_About this exercise:_ Print the listing below in its entirety, character for character.

(Source data Opens)

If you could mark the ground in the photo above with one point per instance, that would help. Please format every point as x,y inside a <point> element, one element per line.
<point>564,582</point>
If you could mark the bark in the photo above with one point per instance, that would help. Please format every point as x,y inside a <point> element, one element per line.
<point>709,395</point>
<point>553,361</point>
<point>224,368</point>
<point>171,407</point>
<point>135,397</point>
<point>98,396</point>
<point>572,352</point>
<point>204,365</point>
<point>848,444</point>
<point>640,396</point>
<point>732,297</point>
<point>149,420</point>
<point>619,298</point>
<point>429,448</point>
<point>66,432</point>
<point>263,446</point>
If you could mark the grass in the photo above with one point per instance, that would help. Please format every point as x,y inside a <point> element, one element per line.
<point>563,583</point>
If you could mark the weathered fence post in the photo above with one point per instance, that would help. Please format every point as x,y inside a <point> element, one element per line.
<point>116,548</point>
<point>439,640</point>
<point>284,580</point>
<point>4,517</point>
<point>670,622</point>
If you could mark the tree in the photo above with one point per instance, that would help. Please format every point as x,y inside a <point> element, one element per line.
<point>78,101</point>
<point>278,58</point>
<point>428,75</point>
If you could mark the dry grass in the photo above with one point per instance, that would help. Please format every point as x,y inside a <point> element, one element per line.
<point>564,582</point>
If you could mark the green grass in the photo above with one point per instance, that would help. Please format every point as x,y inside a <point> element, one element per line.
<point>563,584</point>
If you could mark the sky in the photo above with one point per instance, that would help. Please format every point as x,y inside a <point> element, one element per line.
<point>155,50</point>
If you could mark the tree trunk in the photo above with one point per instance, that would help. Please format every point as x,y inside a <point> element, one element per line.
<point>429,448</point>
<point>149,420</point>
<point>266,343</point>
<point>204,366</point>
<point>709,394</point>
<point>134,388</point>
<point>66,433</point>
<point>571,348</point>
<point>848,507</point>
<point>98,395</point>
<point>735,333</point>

(Source data Closes)

_Task output:_
If you could mark the ground in the photo above with one point per instance, that would help. Please format every point as x,y inside a <point> element, one element per line.
<point>564,582</point>
If you could mark the bark in the photo above with one point per instance, that would help. Please format every point as x,y inside a <point> element, one element per line.
<point>709,395</point>
<point>553,361</point>
<point>224,368</point>
<point>171,407</point>
<point>135,397</point>
<point>98,396</point>
<point>572,352</point>
<point>204,365</point>
<point>848,444</point>
<point>640,396</point>
<point>732,297</point>
<point>149,420</point>
<point>619,298</point>
<point>429,448</point>
<point>66,432</point>
<point>263,446</point>
If you could mark the grass in the photo above with one point per instance, that would help. Please format every point as x,y inside a <point> element, one element per line.
<point>563,583</point>
If you could mark the weathered fence post in the photo above with one point per instance, that would help. Please format every point as x,y inside a <point> element, one element per line.
<point>116,548</point>
<point>439,640</point>
<point>284,580</point>
<point>4,517</point>
<point>670,622</point>
If you could mark the tree in the photo above with one point per instance, that would help. Please format every point as x,y inside a <point> element, one element per line.
<point>78,101</point>
<point>278,58</point>
<point>428,75</point>
If you could mark the dry grass in the photo above with one point per instance, that would help. Please format every point as x,y inside a <point> element, one element per line.
<point>564,582</point>
If you could mark the green grass in the photo above with one point per instance, that would help. Please format every point as x,y inside a <point> element, one element per line.
<point>563,584</point>
If you could mark the sky in the photo above with one point per instance, that would help. Please format every point as x,y inside a <point> element, one element per line.
<point>155,50</point>
If you could mark the tree trunk in the photo above with one point per instance, that would help. Please format every point as x,y inside a <point> element, one element per line.
<point>429,448</point>
<point>149,420</point>
<point>266,343</point>
<point>204,366</point>
<point>709,394</point>
<point>134,388</point>
<point>66,433</point>
<point>571,348</point>
<point>848,507</point>
<point>98,395</point>
<point>735,333</point>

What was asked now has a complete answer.